Problem requirements
Reproduce verbatim the stretch of items from the line containing "Expected: for every instance of the pitched" through the line containing "x=805 y=943". Include both end lines and nothing outside them.

•••••

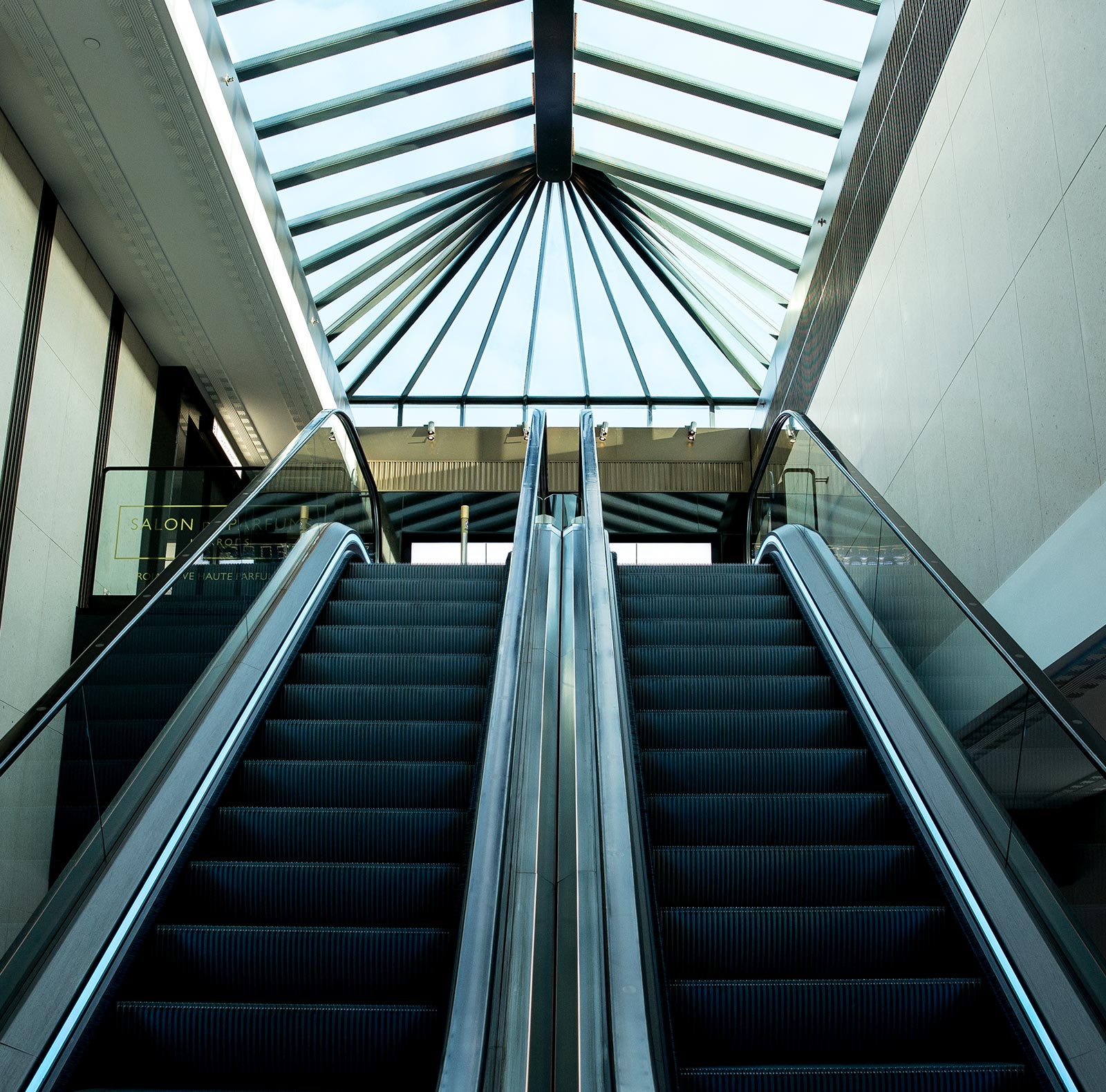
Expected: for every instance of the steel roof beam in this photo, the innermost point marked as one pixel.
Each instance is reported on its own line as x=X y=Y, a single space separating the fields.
x=397 y=88
x=388 y=199
x=397 y=146
x=733 y=35
x=370 y=35
x=453 y=199
x=713 y=92
x=718 y=228
x=669 y=184
x=554 y=38
x=696 y=142
x=405 y=245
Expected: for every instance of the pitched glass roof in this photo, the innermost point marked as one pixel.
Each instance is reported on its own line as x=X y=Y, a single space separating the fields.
x=602 y=203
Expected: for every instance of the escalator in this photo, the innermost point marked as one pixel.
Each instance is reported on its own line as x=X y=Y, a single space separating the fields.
x=805 y=940
x=311 y=936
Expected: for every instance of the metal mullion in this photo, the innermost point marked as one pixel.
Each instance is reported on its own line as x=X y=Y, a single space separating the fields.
x=406 y=245
x=646 y=223
x=359 y=37
x=409 y=267
x=397 y=146
x=733 y=35
x=453 y=199
x=646 y=296
x=669 y=184
x=444 y=269
x=719 y=228
x=387 y=199
x=494 y=250
x=538 y=295
x=608 y=290
x=667 y=271
x=702 y=144
x=713 y=92
x=575 y=294
x=706 y=250
x=397 y=88
x=503 y=288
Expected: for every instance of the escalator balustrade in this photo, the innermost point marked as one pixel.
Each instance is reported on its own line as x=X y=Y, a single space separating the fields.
x=310 y=939
x=805 y=943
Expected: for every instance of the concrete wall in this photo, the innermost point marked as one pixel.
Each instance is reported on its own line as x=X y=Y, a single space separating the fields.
x=969 y=378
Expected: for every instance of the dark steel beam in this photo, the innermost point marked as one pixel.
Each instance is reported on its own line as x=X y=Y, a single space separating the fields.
x=718 y=228
x=405 y=245
x=388 y=199
x=554 y=37
x=397 y=146
x=397 y=88
x=733 y=35
x=610 y=293
x=713 y=92
x=671 y=184
x=371 y=35
x=453 y=199
x=474 y=281
x=706 y=145
x=503 y=289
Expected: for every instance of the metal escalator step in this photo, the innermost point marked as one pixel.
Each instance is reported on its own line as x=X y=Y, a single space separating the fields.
x=834 y=1020
x=272 y=963
x=379 y=703
x=406 y=612
x=805 y=942
x=696 y=659
x=368 y=741
x=774 y=819
x=479 y=640
x=437 y=669
x=379 y=835
x=791 y=876
x=897 y=1078
x=711 y=631
x=268 y=893
x=762 y=771
x=278 y=1046
x=674 y=606
x=747 y=728
x=351 y=784
x=726 y=692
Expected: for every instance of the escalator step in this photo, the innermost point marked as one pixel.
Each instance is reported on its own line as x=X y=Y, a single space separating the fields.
x=267 y=893
x=440 y=669
x=351 y=784
x=774 y=819
x=726 y=660
x=368 y=741
x=832 y=1020
x=831 y=942
x=279 y=1046
x=381 y=835
x=246 y=963
x=307 y=701
x=715 y=631
x=747 y=728
x=402 y=639
x=791 y=876
x=763 y=771
x=995 y=1078
x=676 y=692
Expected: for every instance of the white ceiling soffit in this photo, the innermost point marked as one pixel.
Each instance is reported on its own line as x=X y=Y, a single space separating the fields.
x=138 y=140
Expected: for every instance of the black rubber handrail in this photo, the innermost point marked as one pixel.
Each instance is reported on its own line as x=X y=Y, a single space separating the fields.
x=24 y=732
x=1042 y=688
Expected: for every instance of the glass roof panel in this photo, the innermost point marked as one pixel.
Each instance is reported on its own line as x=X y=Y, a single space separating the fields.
x=404 y=151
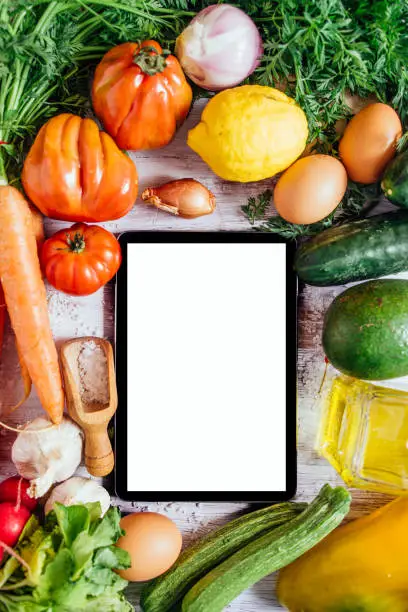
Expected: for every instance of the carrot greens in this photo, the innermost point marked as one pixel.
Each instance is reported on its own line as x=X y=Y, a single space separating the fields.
x=315 y=51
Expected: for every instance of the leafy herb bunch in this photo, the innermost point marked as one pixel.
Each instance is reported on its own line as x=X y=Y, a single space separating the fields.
x=67 y=564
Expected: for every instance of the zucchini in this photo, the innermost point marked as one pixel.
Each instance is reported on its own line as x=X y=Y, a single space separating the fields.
x=269 y=553
x=395 y=180
x=162 y=593
x=355 y=251
x=365 y=330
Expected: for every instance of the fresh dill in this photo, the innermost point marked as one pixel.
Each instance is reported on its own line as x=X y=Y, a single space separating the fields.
x=358 y=201
x=315 y=50
x=256 y=207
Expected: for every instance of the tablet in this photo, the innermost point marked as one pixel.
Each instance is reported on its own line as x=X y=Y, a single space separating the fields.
x=206 y=367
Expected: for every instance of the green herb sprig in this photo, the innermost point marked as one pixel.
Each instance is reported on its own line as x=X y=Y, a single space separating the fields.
x=67 y=564
x=358 y=201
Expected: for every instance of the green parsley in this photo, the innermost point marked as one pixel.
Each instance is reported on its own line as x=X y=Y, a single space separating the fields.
x=68 y=564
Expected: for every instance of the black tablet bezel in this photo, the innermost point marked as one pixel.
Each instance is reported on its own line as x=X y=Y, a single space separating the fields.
x=121 y=467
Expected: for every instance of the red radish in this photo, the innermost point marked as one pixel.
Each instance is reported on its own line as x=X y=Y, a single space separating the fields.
x=13 y=518
x=12 y=487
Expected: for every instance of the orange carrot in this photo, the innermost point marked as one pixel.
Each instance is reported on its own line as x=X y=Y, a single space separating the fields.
x=2 y=317
x=26 y=300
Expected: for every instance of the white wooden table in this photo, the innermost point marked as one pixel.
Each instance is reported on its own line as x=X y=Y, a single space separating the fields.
x=94 y=315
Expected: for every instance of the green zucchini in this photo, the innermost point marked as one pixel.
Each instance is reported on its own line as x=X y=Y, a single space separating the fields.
x=365 y=330
x=395 y=180
x=161 y=594
x=355 y=251
x=268 y=553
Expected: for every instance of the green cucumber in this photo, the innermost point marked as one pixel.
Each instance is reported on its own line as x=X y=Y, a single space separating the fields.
x=268 y=553
x=162 y=593
x=395 y=180
x=355 y=251
x=365 y=331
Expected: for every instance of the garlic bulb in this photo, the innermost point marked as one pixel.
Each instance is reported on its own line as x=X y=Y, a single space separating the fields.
x=49 y=456
x=79 y=490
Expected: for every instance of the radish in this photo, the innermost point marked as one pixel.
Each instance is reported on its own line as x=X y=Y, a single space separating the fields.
x=12 y=487
x=13 y=518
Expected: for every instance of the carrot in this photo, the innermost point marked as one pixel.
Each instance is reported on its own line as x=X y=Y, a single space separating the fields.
x=2 y=317
x=26 y=300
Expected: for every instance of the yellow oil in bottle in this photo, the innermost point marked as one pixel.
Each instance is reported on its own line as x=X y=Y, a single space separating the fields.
x=364 y=435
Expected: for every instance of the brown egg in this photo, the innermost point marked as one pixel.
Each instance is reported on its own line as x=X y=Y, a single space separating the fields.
x=369 y=142
x=153 y=543
x=310 y=189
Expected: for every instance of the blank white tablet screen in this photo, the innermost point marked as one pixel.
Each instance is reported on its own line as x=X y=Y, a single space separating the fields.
x=206 y=367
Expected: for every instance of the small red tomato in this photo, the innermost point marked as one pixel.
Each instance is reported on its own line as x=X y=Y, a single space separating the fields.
x=81 y=260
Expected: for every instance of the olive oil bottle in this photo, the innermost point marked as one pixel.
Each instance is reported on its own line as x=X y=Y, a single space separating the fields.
x=364 y=434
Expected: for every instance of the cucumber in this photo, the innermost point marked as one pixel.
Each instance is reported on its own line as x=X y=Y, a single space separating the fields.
x=355 y=251
x=395 y=180
x=269 y=553
x=365 y=331
x=162 y=593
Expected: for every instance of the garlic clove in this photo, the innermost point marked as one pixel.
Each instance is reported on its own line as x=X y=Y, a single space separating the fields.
x=78 y=490
x=46 y=454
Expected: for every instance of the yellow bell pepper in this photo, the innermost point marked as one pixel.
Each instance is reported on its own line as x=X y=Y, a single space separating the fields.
x=359 y=567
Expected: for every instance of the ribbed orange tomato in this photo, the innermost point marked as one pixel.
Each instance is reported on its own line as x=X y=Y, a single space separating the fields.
x=75 y=172
x=80 y=260
x=141 y=95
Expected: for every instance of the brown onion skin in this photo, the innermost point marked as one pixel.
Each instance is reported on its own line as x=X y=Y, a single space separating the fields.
x=185 y=198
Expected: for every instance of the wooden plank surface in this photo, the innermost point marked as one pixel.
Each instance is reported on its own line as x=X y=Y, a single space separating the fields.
x=94 y=315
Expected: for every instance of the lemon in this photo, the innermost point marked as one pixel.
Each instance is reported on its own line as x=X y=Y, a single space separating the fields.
x=249 y=133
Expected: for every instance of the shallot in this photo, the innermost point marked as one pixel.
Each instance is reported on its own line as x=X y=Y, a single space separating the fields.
x=186 y=197
x=220 y=47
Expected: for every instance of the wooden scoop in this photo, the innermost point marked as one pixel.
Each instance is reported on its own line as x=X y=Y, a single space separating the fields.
x=92 y=416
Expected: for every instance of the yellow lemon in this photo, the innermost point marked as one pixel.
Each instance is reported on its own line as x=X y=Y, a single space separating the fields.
x=249 y=133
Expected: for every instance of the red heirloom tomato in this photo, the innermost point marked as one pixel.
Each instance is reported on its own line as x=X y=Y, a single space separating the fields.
x=81 y=259
x=75 y=172
x=141 y=95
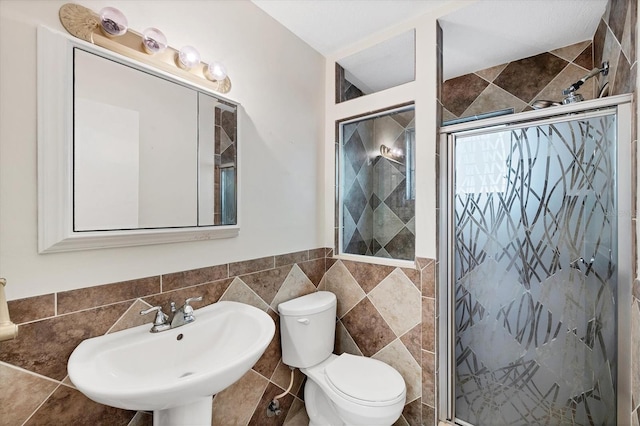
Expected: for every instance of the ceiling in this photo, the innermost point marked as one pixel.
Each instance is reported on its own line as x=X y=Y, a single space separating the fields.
x=479 y=35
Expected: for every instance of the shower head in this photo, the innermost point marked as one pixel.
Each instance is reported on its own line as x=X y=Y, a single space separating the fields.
x=543 y=103
x=394 y=155
x=569 y=92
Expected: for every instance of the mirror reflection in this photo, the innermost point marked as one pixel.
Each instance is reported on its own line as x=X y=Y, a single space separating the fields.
x=385 y=65
x=149 y=152
x=377 y=185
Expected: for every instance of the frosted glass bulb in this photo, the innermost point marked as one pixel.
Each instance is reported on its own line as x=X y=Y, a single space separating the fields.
x=113 y=22
x=215 y=71
x=153 y=41
x=188 y=57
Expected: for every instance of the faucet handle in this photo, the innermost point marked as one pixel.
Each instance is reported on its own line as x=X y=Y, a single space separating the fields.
x=192 y=299
x=187 y=309
x=161 y=317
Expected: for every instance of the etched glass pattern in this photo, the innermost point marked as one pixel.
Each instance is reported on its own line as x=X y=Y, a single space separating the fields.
x=535 y=275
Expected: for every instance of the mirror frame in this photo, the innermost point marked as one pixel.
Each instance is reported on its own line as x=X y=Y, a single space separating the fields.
x=55 y=155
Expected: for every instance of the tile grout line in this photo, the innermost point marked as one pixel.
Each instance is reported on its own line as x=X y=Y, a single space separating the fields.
x=42 y=403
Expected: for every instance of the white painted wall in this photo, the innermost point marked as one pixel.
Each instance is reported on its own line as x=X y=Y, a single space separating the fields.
x=278 y=79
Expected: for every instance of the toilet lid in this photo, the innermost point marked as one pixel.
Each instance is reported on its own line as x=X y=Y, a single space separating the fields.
x=365 y=379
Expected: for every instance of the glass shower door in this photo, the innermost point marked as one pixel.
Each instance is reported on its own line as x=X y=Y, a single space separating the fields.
x=535 y=273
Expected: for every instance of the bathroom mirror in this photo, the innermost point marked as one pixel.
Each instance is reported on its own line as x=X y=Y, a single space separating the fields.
x=382 y=66
x=376 y=195
x=129 y=155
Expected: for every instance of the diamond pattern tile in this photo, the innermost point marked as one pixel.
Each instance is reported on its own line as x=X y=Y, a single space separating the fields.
x=355 y=151
x=387 y=225
x=367 y=327
x=394 y=291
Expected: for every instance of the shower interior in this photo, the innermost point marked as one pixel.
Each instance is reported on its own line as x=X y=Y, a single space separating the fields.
x=536 y=266
x=377 y=185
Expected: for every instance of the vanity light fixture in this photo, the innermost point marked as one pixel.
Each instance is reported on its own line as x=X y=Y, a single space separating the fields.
x=188 y=57
x=113 y=22
x=153 y=41
x=109 y=29
x=215 y=71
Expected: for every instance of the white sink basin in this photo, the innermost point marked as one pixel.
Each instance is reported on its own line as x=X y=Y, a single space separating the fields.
x=176 y=372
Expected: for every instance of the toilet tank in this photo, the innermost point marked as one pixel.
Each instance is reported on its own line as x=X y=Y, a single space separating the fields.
x=307 y=329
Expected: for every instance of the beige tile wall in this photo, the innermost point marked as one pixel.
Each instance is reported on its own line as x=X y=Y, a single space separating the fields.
x=382 y=312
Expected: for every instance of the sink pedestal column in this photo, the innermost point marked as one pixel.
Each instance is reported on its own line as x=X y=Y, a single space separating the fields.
x=197 y=413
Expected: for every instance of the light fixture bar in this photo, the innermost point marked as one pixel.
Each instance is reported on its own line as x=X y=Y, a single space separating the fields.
x=84 y=24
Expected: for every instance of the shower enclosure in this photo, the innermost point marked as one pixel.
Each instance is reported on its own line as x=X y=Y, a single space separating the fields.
x=537 y=279
x=376 y=191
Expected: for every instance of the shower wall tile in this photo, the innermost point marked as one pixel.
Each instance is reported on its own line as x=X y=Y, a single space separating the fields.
x=571 y=72
x=585 y=59
x=519 y=83
x=34 y=364
x=527 y=77
x=460 y=92
x=572 y=52
x=494 y=98
x=491 y=73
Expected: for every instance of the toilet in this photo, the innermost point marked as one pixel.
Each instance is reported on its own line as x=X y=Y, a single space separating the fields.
x=340 y=389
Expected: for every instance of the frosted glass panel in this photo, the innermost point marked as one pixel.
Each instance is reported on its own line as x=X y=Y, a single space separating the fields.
x=535 y=275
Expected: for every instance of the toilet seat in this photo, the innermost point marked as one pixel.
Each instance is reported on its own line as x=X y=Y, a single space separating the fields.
x=364 y=381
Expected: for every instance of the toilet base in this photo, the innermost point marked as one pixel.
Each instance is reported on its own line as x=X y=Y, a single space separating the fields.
x=320 y=409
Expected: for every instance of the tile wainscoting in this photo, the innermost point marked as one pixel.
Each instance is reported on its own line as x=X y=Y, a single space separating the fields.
x=384 y=312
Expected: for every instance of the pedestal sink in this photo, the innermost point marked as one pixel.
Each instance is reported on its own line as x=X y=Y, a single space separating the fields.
x=173 y=373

•••••

Written answer
Expected: for every instance of the pitched glass roof in this photo, the innermost point marked as one pixel.
Each instance is reported on its own line as x=X y=Y, a single space separating the fields.
x=602 y=203
Expected: for every instance of the escalator in this photo, the innermost point marked as one pixel.
Each instance is reported on its own line as x=X y=Y, a single space separating the fields.
x=805 y=940
x=311 y=936
Expected: for every instance of the metal mullion in this photo, the innermost point marked as one pixel.
Each instance is reported on its own line as x=X y=Y, a single space separating the fields.
x=406 y=245
x=646 y=223
x=359 y=37
x=409 y=267
x=397 y=146
x=733 y=35
x=453 y=199
x=646 y=296
x=669 y=184
x=444 y=269
x=719 y=228
x=387 y=199
x=494 y=250
x=538 y=295
x=608 y=290
x=667 y=271
x=702 y=144
x=713 y=92
x=575 y=294
x=706 y=250
x=397 y=88
x=503 y=288
Expected: for every instance of the escalator balustrade in this photo, the innermost point marked as one pixel.
Each instance is reported on its own line as x=X y=Y, a single space separating the fields.
x=310 y=939
x=805 y=943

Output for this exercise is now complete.